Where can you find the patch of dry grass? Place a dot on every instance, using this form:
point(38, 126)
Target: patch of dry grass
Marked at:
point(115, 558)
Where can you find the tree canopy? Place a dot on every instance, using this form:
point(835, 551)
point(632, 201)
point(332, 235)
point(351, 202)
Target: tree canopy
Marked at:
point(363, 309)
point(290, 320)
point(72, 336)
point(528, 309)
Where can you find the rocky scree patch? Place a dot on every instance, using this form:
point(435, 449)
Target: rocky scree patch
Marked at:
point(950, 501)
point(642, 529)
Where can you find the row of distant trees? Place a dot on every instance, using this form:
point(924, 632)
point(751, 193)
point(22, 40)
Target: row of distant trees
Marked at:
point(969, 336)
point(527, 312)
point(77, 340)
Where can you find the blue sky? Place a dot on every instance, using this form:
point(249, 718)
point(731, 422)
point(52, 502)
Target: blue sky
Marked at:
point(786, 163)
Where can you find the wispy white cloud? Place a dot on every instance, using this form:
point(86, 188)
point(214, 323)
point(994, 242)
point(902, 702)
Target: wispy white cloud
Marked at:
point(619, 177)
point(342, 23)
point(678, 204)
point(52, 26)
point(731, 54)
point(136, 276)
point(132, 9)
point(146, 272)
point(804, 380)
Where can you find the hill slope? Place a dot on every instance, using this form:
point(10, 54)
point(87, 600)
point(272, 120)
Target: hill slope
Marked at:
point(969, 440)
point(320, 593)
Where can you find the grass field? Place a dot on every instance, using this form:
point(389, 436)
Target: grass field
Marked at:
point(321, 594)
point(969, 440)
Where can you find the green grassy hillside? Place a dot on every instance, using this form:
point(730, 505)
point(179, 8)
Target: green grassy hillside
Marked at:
·····
* GIVEN INSTRUCTION *
Reproduce the entire listing above verbatim, line for line, with no alteration.

* THE REPLY *
Where can you find the patch of dry grass? Place a dot on every instance, using this form:
point(38, 126)
Target: patch of dry grass
Marked at:
point(115, 558)
Where can you find the tree canopy? Place a dot on every instance, using this form:
point(835, 551)
point(632, 201)
point(332, 235)
point(351, 202)
Target: tree canopy
Marked at:
point(363, 309)
point(290, 320)
point(72, 336)
point(528, 309)
Where can you find the rocky scree patch? Place a dot on every instance, using this form:
point(435, 449)
Target: rocky scree patch
Marked at:
point(950, 501)
point(642, 529)
Where can you find the row of distant trees? Place a dot on every instance, using this form:
point(924, 632)
point(751, 193)
point(22, 40)
Target: row of distant trees
Marked at:
point(969, 336)
point(527, 312)
point(77, 340)
Where can you find the blue sky? Place a dot on every instance, using this form:
point(249, 718)
point(731, 422)
point(52, 502)
Target: blue sky
Marked at:
point(786, 163)
Where can you find the wispy white cloud? Place a dot on every instance, using this form:
point(86, 188)
point(214, 323)
point(994, 242)
point(902, 702)
Target: wispy white cloud
Marked at:
point(619, 177)
point(342, 23)
point(678, 204)
point(52, 26)
point(731, 54)
point(136, 276)
point(132, 9)
point(146, 272)
point(804, 380)
Where can you find the hill slope? Place a dot on every instance, using this form:
point(10, 54)
point(87, 600)
point(272, 120)
Target: hill slope
Marked at:
point(969, 440)
point(320, 593)
Where can you find the grass field? Place a dot on every instance, using this form:
point(389, 436)
Target: grass field
Marked at:
point(321, 594)
point(969, 440)
Where can you find the green grassy hillside? Place a dot on every instance, using this form:
point(730, 505)
point(179, 8)
Target: green grassy hillside
Marked at:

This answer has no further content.